Look through the records and copy each line that has "below" in it.
+===+
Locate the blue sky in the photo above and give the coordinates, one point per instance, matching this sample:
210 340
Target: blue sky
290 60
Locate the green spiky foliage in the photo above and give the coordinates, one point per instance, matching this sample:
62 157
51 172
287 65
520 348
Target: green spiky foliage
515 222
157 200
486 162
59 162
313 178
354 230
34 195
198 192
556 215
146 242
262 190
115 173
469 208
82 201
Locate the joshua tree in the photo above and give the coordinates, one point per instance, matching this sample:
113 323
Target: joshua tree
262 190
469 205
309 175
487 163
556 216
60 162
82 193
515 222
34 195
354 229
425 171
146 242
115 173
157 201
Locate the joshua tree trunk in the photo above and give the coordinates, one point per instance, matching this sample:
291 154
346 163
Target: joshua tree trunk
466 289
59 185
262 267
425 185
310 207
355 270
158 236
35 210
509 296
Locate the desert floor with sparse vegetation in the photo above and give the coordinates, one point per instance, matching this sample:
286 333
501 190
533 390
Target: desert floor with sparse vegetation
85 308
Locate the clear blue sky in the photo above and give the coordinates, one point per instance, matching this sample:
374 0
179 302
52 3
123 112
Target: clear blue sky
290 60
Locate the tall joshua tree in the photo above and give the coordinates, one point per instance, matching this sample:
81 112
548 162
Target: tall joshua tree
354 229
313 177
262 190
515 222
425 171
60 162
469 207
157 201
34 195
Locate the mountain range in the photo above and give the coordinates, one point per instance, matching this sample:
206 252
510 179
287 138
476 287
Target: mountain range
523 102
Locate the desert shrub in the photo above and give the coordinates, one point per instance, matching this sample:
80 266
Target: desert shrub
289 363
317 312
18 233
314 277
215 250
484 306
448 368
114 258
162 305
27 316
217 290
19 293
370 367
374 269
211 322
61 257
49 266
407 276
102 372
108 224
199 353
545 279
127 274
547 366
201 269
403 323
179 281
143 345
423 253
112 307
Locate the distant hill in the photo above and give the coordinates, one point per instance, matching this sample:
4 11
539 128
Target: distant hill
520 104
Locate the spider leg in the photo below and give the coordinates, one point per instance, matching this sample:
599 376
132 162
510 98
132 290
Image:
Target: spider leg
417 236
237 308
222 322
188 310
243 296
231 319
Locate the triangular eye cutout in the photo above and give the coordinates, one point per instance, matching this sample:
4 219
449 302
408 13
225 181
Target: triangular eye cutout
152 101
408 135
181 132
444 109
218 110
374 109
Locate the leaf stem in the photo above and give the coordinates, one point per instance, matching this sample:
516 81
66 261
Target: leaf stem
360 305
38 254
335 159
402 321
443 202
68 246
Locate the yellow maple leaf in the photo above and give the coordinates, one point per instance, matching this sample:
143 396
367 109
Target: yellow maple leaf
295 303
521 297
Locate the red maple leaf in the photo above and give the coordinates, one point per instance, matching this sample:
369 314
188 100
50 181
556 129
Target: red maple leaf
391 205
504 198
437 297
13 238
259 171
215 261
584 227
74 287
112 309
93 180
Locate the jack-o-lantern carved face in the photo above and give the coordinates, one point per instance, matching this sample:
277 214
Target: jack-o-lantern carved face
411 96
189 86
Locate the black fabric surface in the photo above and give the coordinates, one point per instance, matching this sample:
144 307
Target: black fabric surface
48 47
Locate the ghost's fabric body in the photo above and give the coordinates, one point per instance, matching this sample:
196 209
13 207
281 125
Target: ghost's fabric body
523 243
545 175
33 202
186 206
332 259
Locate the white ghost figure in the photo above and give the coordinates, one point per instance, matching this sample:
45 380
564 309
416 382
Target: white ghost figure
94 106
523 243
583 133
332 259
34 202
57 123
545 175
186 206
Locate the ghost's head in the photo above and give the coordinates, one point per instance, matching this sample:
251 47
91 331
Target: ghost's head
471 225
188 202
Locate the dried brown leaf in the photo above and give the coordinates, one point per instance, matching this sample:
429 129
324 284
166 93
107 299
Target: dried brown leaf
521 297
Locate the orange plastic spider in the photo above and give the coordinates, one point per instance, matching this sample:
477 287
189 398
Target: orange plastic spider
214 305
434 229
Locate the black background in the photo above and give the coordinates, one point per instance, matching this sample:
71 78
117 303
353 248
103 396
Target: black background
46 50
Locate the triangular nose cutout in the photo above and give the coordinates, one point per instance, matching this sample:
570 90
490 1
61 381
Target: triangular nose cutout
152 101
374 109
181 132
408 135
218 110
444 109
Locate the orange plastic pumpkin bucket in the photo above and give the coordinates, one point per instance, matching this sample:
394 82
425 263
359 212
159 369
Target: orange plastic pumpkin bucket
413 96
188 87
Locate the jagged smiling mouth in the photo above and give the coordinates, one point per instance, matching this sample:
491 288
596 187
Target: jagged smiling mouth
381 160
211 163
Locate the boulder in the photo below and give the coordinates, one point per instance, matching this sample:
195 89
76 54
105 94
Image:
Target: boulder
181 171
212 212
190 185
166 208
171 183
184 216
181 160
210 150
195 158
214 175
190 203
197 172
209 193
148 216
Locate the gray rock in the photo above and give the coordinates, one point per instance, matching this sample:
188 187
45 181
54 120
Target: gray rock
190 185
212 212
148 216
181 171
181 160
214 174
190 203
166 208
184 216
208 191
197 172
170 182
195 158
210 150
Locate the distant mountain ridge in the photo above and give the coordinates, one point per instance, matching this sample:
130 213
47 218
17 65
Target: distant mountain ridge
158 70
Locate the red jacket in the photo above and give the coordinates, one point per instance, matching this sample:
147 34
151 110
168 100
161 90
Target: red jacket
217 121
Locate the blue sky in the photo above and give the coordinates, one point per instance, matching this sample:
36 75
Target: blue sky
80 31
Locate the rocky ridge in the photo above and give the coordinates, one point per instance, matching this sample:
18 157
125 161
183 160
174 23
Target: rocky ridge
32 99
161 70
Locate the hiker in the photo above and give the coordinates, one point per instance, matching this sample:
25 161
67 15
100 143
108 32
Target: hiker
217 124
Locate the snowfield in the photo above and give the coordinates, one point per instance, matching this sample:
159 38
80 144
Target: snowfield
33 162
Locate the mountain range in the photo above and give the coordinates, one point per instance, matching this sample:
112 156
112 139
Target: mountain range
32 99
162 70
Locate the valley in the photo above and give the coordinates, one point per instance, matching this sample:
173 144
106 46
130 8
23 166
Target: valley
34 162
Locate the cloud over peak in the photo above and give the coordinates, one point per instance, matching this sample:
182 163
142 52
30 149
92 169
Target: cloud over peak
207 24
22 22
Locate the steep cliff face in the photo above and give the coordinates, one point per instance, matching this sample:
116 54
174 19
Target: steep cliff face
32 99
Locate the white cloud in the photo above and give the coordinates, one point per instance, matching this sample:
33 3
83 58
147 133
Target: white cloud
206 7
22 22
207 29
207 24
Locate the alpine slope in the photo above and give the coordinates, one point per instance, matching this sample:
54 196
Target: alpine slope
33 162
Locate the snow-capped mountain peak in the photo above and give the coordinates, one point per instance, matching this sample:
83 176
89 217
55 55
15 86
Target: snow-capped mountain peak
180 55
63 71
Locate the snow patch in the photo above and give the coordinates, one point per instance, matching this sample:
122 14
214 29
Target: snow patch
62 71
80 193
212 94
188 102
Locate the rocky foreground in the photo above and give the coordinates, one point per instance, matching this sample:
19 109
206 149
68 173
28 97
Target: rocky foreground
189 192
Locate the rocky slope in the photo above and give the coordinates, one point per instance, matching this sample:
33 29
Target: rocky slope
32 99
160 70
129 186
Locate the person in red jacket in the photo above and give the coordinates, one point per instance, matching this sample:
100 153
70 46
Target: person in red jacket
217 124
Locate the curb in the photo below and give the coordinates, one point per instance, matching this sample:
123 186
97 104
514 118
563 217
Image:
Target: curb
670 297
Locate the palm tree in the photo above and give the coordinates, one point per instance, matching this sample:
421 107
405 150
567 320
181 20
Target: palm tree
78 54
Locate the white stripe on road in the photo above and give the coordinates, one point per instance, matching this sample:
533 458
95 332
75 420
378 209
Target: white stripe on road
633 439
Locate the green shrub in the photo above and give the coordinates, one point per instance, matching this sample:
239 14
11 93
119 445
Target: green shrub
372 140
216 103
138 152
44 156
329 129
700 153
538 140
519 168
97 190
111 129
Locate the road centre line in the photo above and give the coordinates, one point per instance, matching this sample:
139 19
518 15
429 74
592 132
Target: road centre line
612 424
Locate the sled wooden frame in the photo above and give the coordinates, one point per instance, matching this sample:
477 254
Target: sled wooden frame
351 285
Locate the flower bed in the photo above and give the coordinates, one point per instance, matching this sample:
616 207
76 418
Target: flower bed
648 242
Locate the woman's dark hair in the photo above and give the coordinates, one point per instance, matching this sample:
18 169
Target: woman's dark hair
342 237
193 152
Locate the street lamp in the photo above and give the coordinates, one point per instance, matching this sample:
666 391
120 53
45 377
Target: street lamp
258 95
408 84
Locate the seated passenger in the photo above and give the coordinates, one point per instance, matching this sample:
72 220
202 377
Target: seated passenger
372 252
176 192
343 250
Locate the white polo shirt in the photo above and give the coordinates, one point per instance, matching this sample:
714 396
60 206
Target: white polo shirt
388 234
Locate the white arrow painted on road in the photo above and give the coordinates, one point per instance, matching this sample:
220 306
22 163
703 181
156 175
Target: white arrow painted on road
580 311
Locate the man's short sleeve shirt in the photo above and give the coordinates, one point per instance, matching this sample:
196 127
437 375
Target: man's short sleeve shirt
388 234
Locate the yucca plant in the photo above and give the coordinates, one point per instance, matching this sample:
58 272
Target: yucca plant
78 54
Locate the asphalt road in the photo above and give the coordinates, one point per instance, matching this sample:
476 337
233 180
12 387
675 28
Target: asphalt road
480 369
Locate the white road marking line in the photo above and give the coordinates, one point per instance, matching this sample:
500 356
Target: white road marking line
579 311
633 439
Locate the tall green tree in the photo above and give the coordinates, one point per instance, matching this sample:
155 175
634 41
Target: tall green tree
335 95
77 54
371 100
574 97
+===+
# [Task solution]
Locate the spider leg in the photo below and give the coordinates, one point per instance, matching this sample:
Locate the boulder in the photo below and give the coordinates, one point per instance, matching this sample:
Locate the curb in the photo below and give the coordinates, one point per instance, matching this sample:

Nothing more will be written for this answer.